Start of Extract

Get Inspired

How to keep fighting for racial equality this fall

School is *officially* back in session. Amid the back-to-school excitement, it can be easy to forget the importance of remaining civically engaged. The fight against racial injustice, however, is more than a passing trend—it is an ongoing movement that affects the lives of millions of Americans.

You may be curious about how you can stay involved in the movement for racial equality while you're stuck in school this fall. Whether you're taking classes in person or online, there are *many* ways you can help in the fight for racial equality.

Brush up on your history

Knowledge really *is* power. Understanding the history of race relations in the United States provides context to the necessity of the Black Lives Matter movement today. It is imperative that people learn about the history of Black people in the United States—from slavery and segregation to the Civil Rights Movement and the election of the first Black president—to prevent problematic historical themes from repeating. Whether you read books, watch movies or take a class in school, understanding the history of race relations in the United States is a crucial step in the fight for racial equality. 

Stay up to date with the news  

Following the news and listening to educational speakers are two ways to remain engaged in the ongoing fight for racial justice. Staying up to date on current events is important because activism often occurs in response to events that occur in the real world. By remaining informed, people are more easily able to call for effective change in response to problematic themes present within current events. Not only does following the news allow people to educate themselves on incidents of racism, but it also informs them of what changes are being made due to the efforts of the movement for racial equality.

Get involved at school

If you are taking in-person classes this semester, school is a great place to spread awareness for causes that you are passionate about. While it may be difficult to engage in traditional forms of activism in a classroom setting, there are many ways to foster conversations about race in your school. One way to encourage productive dialogue is to ask your school's administration to integrate materials about race into the curriculum. Additionally, you can push for your school to celebrate historically Black holidays and annual observances, like Black History Month in February. While it may feel intimidating to forge these conversations with your administration, learning about Black history can help students expand their world view and become engaged the movement for racial equality.

Don't be afraid to speak up

One of the best ways to combat racism is by holding those in your social circle accountable for racist remarks and microaggressions. By telling your friend that their racist joke was neither funny nor okay, you are making a difference—no matter how small. If you see a peer being harassed because of their race, speak up. If you don't feel comfortable confronting the aggressor, confide in a trusted adult who can take steps to correct the behavior. Educating your peers on the importance of fighting for racial equality is just one way you can cultivate a culture of allyship in your social circle. Although these acts may seem insignificant, if you can convince one person to see the error in their ways—that is change.

Use social media 

In the wake of the coronavirus pandemic, activists have had to develop organizing tactics that allow individuals to be involved from afar. While it is easy to assume that activism begins and ends with protesting, there are many ways to remain involved from the comfort of your own home. Whether you write blog posts, post on social media or make a GoFundMe, using digital platofrms  is an effective way to raise awareness of the movement. This generation has access to organizing tools that our grandparents could only dream of—and it is important for us to use them to our advantage. Like the saying goes, "With great power comes great responsibility."

However you decide to fight for racial equality, know that using your voice to stand up for what you believe in *will* make a difference. You got this, girl!

End of Extract
Start of Entries supplied

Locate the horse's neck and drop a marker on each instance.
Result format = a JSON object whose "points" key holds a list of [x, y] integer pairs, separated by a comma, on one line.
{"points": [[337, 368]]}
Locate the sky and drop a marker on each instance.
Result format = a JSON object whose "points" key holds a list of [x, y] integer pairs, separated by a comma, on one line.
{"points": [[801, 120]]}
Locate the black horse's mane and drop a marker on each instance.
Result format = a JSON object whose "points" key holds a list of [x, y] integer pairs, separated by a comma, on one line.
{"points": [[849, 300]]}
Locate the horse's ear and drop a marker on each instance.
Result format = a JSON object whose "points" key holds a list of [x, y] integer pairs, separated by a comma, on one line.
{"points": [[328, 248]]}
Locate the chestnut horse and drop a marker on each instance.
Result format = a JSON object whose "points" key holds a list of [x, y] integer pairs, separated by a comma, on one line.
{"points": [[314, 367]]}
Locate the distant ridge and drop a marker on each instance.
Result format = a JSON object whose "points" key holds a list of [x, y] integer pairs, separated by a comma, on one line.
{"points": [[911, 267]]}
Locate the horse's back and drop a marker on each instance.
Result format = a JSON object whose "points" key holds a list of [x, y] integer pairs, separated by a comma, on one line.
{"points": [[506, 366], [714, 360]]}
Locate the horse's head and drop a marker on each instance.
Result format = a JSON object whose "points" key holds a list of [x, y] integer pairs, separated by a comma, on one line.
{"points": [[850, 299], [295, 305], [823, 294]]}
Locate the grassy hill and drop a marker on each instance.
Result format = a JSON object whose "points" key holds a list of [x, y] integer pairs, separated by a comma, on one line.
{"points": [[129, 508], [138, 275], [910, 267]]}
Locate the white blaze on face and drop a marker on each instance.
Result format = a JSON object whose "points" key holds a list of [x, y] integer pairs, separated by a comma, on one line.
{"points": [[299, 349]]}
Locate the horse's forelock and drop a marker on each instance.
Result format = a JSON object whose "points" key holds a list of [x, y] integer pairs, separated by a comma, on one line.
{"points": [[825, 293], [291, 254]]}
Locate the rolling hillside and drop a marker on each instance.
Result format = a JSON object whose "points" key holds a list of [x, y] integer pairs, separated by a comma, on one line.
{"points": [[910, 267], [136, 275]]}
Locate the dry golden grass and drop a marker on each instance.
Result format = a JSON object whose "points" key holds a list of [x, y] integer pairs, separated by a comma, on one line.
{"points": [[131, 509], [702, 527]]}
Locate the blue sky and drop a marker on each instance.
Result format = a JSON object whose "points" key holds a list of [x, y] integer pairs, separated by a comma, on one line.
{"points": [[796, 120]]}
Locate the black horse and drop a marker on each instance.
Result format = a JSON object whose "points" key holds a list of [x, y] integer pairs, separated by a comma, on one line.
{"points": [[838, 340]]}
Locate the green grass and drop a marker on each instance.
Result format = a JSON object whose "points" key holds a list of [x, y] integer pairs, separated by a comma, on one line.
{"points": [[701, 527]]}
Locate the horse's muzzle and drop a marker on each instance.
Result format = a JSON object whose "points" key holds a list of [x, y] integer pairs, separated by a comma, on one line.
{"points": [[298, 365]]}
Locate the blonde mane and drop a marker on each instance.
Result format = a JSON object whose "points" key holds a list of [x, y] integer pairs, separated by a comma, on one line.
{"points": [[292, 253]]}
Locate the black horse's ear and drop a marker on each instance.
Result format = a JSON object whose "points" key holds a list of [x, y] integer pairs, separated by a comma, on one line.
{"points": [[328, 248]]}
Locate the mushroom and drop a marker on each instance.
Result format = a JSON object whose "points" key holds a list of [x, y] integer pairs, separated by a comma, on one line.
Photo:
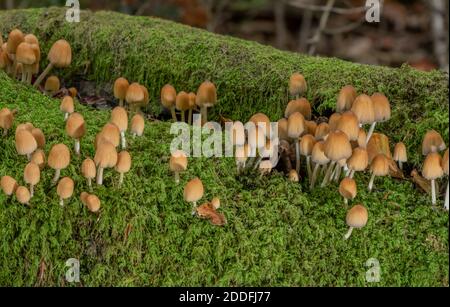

End of Entries supplied

**What is required**
Answer these questions about the article on fighting for racial equality this fall:
1. Which annual observance does the article suggest a school could celebrate, and in which month does it fall?
2. According to the article, what should you do if you see a peer harassed because of their race but don't feel comfortable confronting the aggressor?
3. What three ways of using digital platforms does the article list?

**Written response**
1. Black History Month, in February.
2. Confide in a trusted adult who can take steps to correct the behavior.
3. Writing blog posts, posting on social media, and making a GoFundMe.